→ WHAT THIS TASK INVOLVES: Would you please retype, exactly, the lines of the listing below between the line with "column 131, row 265" and the line with "column 388, row 242", inclusive?

→ DATA TO EXAMINE:
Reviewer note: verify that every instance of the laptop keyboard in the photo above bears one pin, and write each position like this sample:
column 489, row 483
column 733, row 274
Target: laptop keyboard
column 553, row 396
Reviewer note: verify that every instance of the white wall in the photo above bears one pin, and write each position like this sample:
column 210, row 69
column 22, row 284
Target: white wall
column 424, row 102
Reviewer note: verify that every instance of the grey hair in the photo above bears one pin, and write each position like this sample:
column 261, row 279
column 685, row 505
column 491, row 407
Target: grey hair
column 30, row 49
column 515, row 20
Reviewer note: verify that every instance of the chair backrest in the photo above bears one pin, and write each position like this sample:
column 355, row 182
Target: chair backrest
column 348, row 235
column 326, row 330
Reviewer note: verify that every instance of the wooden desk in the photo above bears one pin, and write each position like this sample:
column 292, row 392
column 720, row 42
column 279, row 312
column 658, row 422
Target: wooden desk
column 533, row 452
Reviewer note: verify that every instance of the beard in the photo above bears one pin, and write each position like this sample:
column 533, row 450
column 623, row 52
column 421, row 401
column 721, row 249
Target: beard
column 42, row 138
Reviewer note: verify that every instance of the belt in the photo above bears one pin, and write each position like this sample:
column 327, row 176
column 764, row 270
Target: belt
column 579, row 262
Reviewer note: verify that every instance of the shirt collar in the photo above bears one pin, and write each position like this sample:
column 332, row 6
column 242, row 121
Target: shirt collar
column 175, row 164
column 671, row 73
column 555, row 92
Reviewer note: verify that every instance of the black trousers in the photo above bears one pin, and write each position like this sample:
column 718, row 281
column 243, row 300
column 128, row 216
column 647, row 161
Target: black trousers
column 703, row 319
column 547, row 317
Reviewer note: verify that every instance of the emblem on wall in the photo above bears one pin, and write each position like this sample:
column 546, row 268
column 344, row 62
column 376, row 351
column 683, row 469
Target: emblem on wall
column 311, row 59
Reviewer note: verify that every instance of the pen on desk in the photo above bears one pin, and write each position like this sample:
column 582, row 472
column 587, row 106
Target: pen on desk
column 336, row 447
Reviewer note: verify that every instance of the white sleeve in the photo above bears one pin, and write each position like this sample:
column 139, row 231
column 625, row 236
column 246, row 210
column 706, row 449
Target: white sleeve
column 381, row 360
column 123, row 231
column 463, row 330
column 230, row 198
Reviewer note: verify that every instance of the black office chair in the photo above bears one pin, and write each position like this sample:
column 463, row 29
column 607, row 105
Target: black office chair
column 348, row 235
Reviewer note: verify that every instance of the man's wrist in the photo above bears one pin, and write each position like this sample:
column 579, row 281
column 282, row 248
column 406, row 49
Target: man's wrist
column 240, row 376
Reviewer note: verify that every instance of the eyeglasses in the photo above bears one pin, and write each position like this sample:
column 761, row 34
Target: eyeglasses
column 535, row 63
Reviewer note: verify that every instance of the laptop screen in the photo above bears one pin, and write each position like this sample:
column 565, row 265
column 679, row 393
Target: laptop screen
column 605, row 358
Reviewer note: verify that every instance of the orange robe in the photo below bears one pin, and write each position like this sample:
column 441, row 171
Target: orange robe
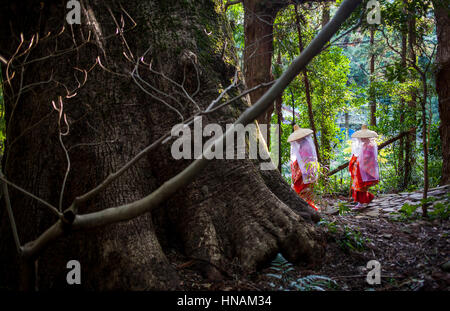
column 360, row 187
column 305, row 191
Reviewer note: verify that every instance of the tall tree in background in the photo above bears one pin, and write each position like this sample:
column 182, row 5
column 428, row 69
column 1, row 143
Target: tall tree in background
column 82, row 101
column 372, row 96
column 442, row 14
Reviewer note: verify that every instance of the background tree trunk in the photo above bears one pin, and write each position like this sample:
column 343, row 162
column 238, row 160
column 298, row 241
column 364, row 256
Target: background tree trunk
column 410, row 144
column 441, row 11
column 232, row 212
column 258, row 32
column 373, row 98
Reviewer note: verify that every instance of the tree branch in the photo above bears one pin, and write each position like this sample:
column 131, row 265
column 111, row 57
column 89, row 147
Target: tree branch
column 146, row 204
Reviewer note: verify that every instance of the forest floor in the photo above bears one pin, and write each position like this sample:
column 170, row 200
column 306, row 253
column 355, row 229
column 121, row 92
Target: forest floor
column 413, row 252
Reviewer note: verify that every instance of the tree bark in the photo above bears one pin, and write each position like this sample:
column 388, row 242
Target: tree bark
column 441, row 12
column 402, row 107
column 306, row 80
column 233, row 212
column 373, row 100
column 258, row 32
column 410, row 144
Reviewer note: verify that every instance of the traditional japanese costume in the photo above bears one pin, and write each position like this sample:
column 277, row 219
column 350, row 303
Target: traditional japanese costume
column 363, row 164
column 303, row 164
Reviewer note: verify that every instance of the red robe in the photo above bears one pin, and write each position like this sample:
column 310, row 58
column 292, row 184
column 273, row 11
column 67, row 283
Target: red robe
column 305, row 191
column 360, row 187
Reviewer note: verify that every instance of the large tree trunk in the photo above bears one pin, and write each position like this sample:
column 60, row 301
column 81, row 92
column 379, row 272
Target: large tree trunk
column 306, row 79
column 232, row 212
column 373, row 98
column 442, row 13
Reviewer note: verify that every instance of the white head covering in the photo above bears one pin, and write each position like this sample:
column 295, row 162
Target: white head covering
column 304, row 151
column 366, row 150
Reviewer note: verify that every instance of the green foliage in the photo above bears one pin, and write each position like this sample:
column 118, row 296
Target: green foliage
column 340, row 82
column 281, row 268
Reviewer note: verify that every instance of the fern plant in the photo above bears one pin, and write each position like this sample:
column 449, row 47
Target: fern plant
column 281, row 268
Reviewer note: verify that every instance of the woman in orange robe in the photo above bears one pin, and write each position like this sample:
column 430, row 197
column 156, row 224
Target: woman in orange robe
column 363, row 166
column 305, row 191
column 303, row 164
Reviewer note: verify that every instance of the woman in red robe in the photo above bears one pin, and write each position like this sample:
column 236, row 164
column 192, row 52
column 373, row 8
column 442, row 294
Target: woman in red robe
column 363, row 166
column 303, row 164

→ TASK SOLUTION:
column 131, row 265
column 111, row 57
column 89, row 147
Target: tree branch
column 146, row 204
Reviewer note: verify that every instance of the forest floor in the photo above bears one pin, and write each position like this sample:
column 170, row 200
column 306, row 253
column 355, row 229
column 121, row 92
Target: forest floor
column 413, row 252
Reviewer note: verify that every instance of the tree bark in the photo above bears one pin, and write each position like this sample:
column 388, row 242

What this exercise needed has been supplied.